Stored dataset items:
┌──

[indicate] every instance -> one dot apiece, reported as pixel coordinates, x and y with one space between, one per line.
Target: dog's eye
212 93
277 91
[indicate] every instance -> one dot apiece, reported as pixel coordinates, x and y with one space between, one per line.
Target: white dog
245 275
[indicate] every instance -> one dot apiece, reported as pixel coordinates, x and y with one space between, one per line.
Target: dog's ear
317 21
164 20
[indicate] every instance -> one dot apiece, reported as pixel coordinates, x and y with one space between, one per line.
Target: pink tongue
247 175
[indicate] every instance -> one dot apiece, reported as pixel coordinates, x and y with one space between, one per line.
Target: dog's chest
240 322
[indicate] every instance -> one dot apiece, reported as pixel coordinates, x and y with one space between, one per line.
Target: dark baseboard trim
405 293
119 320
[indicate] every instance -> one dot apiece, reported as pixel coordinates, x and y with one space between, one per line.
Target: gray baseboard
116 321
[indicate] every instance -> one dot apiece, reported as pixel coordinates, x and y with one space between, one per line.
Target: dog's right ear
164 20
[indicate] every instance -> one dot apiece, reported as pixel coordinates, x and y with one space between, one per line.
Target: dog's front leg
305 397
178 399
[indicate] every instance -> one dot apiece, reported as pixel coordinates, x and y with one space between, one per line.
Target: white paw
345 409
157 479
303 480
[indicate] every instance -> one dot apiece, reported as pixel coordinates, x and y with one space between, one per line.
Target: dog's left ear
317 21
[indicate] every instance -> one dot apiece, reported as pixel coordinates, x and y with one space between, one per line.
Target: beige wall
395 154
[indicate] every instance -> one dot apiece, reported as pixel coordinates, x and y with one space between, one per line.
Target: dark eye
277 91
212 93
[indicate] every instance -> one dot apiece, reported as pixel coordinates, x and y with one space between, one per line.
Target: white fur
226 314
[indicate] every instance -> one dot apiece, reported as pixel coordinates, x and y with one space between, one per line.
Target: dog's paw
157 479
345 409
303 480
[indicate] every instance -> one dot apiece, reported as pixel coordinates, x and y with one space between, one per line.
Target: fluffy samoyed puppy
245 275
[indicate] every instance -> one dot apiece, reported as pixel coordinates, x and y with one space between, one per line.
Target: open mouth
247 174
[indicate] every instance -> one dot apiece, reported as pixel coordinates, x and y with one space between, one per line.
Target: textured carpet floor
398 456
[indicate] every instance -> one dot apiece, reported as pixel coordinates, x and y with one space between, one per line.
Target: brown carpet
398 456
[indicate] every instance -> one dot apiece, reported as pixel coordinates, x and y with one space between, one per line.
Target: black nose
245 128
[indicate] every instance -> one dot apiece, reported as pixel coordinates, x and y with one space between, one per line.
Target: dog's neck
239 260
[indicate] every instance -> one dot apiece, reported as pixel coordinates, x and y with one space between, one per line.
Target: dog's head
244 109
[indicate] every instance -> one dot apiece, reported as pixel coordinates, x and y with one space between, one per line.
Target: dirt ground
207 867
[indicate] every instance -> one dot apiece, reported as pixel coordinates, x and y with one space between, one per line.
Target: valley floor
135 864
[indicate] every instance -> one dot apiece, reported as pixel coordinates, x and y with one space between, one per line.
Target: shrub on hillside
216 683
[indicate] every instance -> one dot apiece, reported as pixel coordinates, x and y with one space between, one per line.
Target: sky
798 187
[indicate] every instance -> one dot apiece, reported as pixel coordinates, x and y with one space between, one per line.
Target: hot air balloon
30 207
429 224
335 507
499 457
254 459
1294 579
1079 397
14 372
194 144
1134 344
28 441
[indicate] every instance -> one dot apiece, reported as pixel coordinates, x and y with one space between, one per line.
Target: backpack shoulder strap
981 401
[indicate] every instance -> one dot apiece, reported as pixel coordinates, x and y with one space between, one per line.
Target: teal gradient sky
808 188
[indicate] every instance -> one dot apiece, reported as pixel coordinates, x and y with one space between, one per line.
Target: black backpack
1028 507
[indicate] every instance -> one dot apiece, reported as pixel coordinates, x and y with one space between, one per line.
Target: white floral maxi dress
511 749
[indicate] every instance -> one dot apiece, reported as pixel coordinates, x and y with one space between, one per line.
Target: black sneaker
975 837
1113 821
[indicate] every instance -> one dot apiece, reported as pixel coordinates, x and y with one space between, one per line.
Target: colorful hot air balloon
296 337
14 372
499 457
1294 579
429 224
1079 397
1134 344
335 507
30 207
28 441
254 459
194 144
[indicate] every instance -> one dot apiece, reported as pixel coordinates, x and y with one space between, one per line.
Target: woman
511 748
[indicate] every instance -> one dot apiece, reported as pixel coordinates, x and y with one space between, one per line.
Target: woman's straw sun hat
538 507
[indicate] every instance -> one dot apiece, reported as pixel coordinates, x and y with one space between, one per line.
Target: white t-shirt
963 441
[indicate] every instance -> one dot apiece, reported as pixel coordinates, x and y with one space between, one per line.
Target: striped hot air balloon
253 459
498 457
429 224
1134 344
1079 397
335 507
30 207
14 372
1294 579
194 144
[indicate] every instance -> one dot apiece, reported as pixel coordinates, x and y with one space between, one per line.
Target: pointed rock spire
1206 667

└──

» **What is required**
Repeat the records above exactly.

» **The completed task**
[indicate] every instance -> one dot apiece, reported as pixel coordinates, x and y with one space between, one per line.
Target: dog's eye
212 93
277 91
[indicate] every instance -> one dot apiece, reported as pixel coordinates, x and y with one space between, one per line.
Target: white dog
245 275
[indicate] every instance -> one dot apiece, reported as pixel coordinates, x and y with one space between, one per line.
Target: dog's ear
317 21
164 20
[indicate] every instance -> one dot apiece, reported as pixel coordinates, x and y with one space between, one per line.
Target: pink tongue
247 175
[indicate] every instance -> one dot apiece, reported as pixel coordinates, x and y with one space between, one per line.
Target: dog's chest
240 322
[indicate] every instance -> one dot apiece, reported as pixel coordinates, x and y with one space between, one per line.
Target: dark baseboard trim
405 293
119 320
[indicate] every instance -> one dot apiece, reported as pixel coordinates, x and y with one space between, one per line.
Target: gray baseboard
116 321
[indicate] every instance -> one dot apiece, reported as pixel coordinates, x and y with one space between, one per line.
Target: dog's right ear
164 20
[indicate] every instance -> one dot apiece, reported as pixel coordinates, x and y with one space between, one per line.
Target: dog's front leg
305 397
178 399
[indicate] every instance -> one dot apiece, reported as pixel coordinates, x and y with one space between, one per line.
Target: white paw
345 409
157 479
303 480
[indicate] every instance -> one dot apiece, reported as pixel coordinates, x and y with one space between, one per line.
Target: dog's left ear
317 21
[indicate] every instance -> one dot apiece, reported as pixel coordinates, x and y with one space between, one per line.
Target: beige wall
395 154
[indicate] every instance -> one dot apiece, reported as pixel coordinates, x and y with one space between, one per line.
Target: dark eye
277 91
212 93
[indicate] every instance -> one dot apiece, reported as pixel coordinates, x and y with one space between, one per line.
Target: white fur
226 314
[indicate] every instance -> one dot apiece, reported as pixel coordinates, x and y with one space between, one per line.
Target: dog's paw
157 479
345 409
303 480
[indicate] every instance -> one dot apiece, reported as pixel coordinates, x and y with one space between, one per line.
Target: fluffy samoyed puppy
245 275
[indicate] every instance -> one dot apiece, reported as pixel coordinates, x and y with one space between, one per line.
Target: open mouth
247 174
[indicate] every instance -> one dot apiece, reported as pixel coordinates, x and y with one space between, one per line.
Target: textured carpet floor
398 456
[indicate] every instance -> one dot apiece, reported as pixel coordinates, x and y with one space between, one per line.
Target: brown carpet
398 456
[indicate] every instance -> one dot apiece, reported as pixel coordinates, x and y with one space between, one per line.
Target: black nose
245 128
[indicate] every instance -> one dot apiece, reported as pixel coordinates, x and y with one space between, one per line.
Target: dog's neck
239 260
[indicate] every instance -> one dot apiece, reported as pixel coordinates, x and y with one space between, one per line.
Target: dog's head
244 109
[indicate] every instance -> one dot apiece, reported as pixel coordinates, x and y with one space between, one per line.
Target: dirt ground
207 867
[indicate] every instance -> one dot apiece, reported as pixel coordinates, x and y with one space between, one per line.
Target: valley floor
135 864
[indicate] every instance -> one dot apiece, reported as pixel coordinates, x and y with one space between, one per line.
Target: shrub on hillside
216 683
[indicate] every instance -> one dot apiece, reported as pixel coordinates, x and y with one space between, one per line.
Target: sky
798 187
[indicate] every instance -> one dot apiece, reported as pixel coordinates, x and y with one space between, one per line.
Target: hot air balloon
30 207
429 224
335 507
499 457
254 459
1294 579
1079 397
14 372
194 144
1134 344
28 441
[indicate] every instance -> one dot apiece, reported as pixel coordinates, x and y with one space between, one per line.
Target: backpack shoulder strap
981 401
[indicate] every instance -> one dot apiece, reported as pixel coordinates, x and y with one space between, one per line.
Target: teal gradient sky
808 188
[indicate] every instance -> one dot apiece, reported as pixel coordinates, x and y with one space between, one per line.
Target: black backpack
1028 507
[indicate] every instance -> one dot apiece, reported as pixel coordinates, x and y with one space between, one per line.
Target: white floral maxi dress
511 749
[indicate] every instance -> one dot apiece, reported as pixel coordinates, x and y with one space between, one per line.
Target: black sneaker
975 837
1113 821
[indicate] every instance -> one dot apiece, reported as pixel coordinates, x and y with one space between, one per line.
Target: colorful hot air balloon
296 337
14 372
499 457
1294 579
429 224
1079 397
1134 344
335 507
30 207
28 441
254 459
194 144
[indicate] every instance -> one dot apiece, reported as pixel coordinates, x and y with one space between, one per line.
Target: woman
511 748
[indicate] every instance -> one dot apiece, reported as pixel coordinates, x and y with one space between, one per line.
Target: woman's straw sun hat
538 507
[indicate] every instance -> one dot apiece, reported as pixel coordinates, x and y with one space between, one per line.
Target: white t-shirt
963 441
[indicate] every instance -> one dot apiece, reported as pixel coordinates, x and y with one space between, one per line.
Target: striped hot air balloon
253 459
498 457
429 224
1134 344
1079 397
335 507
30 207
14 372
1294 579
194 144
[indicate] every instance -> one dot apiece, reported as pixel coordinates, x and y with one space between, one per line.
Target: pointed rock spire
1206 667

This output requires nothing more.